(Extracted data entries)
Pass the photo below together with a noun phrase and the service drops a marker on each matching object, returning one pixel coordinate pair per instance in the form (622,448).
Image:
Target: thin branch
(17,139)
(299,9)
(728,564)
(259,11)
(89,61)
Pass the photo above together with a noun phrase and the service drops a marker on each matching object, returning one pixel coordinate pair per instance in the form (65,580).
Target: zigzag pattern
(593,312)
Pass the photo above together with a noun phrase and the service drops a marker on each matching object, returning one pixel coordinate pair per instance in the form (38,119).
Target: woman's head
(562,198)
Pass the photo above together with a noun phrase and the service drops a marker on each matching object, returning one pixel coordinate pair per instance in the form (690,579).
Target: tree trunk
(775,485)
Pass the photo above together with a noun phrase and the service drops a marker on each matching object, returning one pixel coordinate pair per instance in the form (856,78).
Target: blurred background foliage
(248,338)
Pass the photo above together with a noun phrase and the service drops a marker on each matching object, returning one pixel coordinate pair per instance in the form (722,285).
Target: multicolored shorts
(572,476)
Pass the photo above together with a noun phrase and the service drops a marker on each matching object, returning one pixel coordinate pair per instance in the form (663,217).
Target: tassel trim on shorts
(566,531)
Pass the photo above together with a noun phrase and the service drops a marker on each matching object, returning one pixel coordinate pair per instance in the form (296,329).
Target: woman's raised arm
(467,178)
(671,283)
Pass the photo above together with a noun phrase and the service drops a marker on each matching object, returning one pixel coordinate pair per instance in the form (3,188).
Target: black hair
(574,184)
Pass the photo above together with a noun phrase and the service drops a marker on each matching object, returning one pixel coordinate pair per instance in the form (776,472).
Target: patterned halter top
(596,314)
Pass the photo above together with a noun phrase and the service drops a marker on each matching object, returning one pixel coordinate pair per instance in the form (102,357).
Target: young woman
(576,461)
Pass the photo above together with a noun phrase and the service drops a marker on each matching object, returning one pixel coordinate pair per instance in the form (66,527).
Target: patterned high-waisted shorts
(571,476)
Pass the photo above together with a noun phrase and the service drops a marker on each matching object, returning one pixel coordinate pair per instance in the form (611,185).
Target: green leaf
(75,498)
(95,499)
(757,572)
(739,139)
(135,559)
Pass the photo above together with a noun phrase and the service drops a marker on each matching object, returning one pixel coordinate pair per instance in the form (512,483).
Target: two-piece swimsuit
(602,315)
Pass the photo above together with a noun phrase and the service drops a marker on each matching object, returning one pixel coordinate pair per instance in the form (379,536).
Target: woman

**What the task requires:**
Return each entry exactly. Leave none out.

**Solution below:**
Pass the photo below together with a noun phrase and the service drops a marker on each matching object, returning one pixel coordinate pair per instance in the form (622,448).
Image:
Target: thin branch
(17,139)
(299,9)
(728,564)
(259,11)
(89,61)
Pass the photo above together with a noun phrase and the service drops a marker on each matching object, returning one pixel coordinate pair per instance in the form (65,580).
Target: zigzag pattern
(593,312)
Pass the photo above together with a noun phrase and the service drops a marker on each matching object, returning one pixel coordinate pair per instance in the form (38,119).
Target: woman's head
(562,198)
Pass the photo above together with a noun phrase and the service drops a marker on each matching object, returning one pixel coordinate pair per instance in the form (690,579).
Target: tree trunk
(775,485)
Pass the photo above together with a noun phrase and the service drops a marker on each matching object, returning one pixel coordinate pair per instance in the form (856,78).
Target: blurred background foliage
(248,338)
Pass the photo above together with a noun phrase and the service drops a marker on each matching object, returning one pixel coordinate pair per instance in the form (722,285).
Target: multicolored shorts
(572,476)
Pass the photo above together with a noun phrase and the service drops a marker on each matching object, returning one pixel coordinate pair per instance in the form (663,217).
Target: tassel trim on shorts
(566,531)
Pass the photo above together with a noun phrase and the service drops a marker on each matching object, returning one pixel coordinate pair per instance in the form (296,329).
Target: woman's raised arm
(467,178)
(671,283)
Pass the photo above together with a noun phrase and the service drops a marker on each matching object, returning one pixel coordinate pair per instance in the form (3,188).
Target: black hair
(574,184)
Pass the photo above together with a noun phrase and the service drops a marker on each matching object, returning one pixel coordinate pair per instance in the form (776,472).
Target: patterned halter top
(596,314)
Pass the photo above together with a noun phrase and the service drops a marker on each matching object, returning one pixel coordinate pair per instance in the form (102,357).
Target: young woman
(576,461)
Pass the photo above together with a noun phrase and the service drops a marker on each matching object, returning one pixel coordinate pair per instance in the form (66,527).
Target: patterned high-waisted shorts
(571,476)
Pass the photo above together with a noun phrase and the service drops a marker on each matching object, returning one pixel coordinate pair per instance in the form (611,185).
Target: green leaf
(75,498)
(95,499)
(757,572)
(739,139)
(135,559)
Pass the photo above together with a noun phrase and the service drops a marker on each matching object, returning one pixel coordinate pair per instance in the form (512,483).
Target: two-piece swimsuit
(602,315)
Pass the photo above together with a noun phrase and the service drops a marker on each matching object, returning one pixel coordinate pair per instance in the form (379,536).
Target: woman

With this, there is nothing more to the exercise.